PASSAGE SHOWN
-------

Friday, March 11, 2022

The Semantic Lakehouse with Azure Databricks and Power BI

This post was authored by Kyle Hale, a Solutions Architect at Databricks.

 

If you’re a BI practitioner, this diagram (and others like it) may be intimately familiar to you:


Figure 1 - BI stack.png

 

The “BI stack” is a conceptual framework for describing the paths and processes data takes from its creation to its consumption for analytical insights. In this view, each layer in the stack provides a specific set of capabilities to manage, enrich, or consume data as it moves its way up through each layer:

  • Ingesting data from disparate source systems, including batch, real-time, and event-driven architectures
  • Providing unified storage of data, supporting a wide range of formats, structures, and data types
  • Processing and transforming data to ensure well-formed, high-quality, and complete data
  • Modeling tools to build relationships between data, business logic, calculations, and user-friendly structures and definitions
  • Engines to query data models and serve analytics to the users, usually in SQL or a SQL-like language, each with their own optimizations and tradeoffs
  • And finally tools to present those query results to users in both visual and non-visual form, and allow them to interact with the data, kicking off new cycles of data discovery, curation, modeling, and consumption

Over the years, numerous analytics platforms and products have come, rearranging, optimizing, simplifying, and in some cases even eliminating the various layers of this stack.

-------

GIVEN RECORDS
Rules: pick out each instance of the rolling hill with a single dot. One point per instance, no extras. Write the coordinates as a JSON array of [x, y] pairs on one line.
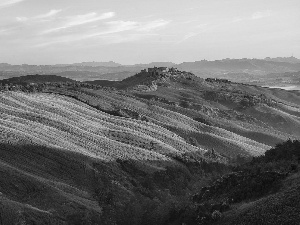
[[130, 151]]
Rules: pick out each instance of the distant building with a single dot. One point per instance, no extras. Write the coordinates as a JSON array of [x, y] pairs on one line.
[[158, 70]]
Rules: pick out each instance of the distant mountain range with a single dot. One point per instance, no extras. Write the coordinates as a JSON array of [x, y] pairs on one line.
[[87, 71]]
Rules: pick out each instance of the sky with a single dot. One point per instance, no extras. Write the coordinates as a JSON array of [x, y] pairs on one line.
[[140, 31]]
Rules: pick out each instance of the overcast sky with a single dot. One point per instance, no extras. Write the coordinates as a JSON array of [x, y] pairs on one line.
[[140, 31]]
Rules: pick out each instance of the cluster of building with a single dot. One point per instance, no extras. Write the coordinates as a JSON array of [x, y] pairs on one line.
[[160, 70]]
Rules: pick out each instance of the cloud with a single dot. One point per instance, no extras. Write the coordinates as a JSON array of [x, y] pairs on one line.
[[261, 14], [119, 31], [80, 20], [40, 18], [7, 3], [51, 13], [153, 25]]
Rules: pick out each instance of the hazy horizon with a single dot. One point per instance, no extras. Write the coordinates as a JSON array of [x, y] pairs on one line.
[[40, 32]]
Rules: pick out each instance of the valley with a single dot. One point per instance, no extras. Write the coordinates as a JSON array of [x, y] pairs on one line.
[[134, 151]]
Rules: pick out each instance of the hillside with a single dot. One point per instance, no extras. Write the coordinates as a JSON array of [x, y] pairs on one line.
[[88, 71]]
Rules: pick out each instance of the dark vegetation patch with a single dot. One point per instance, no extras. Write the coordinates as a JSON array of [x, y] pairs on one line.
[[262, 176]]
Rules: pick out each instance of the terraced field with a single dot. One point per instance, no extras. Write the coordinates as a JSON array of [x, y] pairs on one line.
[[62, 122]]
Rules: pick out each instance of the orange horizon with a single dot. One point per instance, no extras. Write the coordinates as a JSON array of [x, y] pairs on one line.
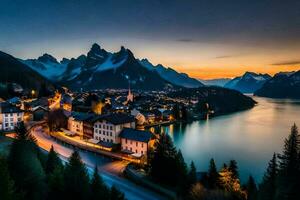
[[217, 73]]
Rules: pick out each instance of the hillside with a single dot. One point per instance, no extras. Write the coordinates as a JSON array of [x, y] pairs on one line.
[[282, 85]]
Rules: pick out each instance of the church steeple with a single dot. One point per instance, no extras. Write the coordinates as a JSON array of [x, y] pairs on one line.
[[129, 95]]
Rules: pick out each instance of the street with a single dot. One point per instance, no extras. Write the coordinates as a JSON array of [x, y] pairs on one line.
[[109, 169]]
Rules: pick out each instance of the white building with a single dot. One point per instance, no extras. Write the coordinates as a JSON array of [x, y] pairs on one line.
[[10, 116], [135, 142], [108, 127], [75, 122]]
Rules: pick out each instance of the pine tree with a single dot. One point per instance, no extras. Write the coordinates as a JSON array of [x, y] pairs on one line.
[[234, 168], [192, 175], [230, 184], [25, 167], [181, 174], [52, 162], [163, 161], [251, 189], [213, 175], [76, 178], [115, 194], [98, 189], [267, 188], [288, 179], [7, 191], [56, 184]]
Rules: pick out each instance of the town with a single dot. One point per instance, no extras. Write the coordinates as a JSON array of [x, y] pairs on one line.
[[115, 121]]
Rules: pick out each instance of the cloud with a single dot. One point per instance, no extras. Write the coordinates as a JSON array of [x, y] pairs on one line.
[[225, 56], [292, 62], [186, 40]]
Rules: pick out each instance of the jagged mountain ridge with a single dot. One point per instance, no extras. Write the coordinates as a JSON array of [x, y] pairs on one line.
[[48, 66], [102, 69], [248, 83], [282, 85], [171, 75]]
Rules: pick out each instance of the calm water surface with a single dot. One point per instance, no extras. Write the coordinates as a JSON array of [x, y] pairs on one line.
[[250, 137]]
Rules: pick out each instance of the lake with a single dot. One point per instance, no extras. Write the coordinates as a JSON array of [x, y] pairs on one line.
[[250, 137]]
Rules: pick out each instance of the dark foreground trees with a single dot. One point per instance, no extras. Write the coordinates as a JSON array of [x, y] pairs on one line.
[[27, 173], [282, 178], [167, 167]]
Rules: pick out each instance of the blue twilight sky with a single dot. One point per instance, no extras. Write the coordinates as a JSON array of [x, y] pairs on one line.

-------

In the post on the semantic lakehouse, what does the "BI stack" describe?

It is a conceptual framework for describing the paths and processes data takes from its creation to its consumption for analytical insights.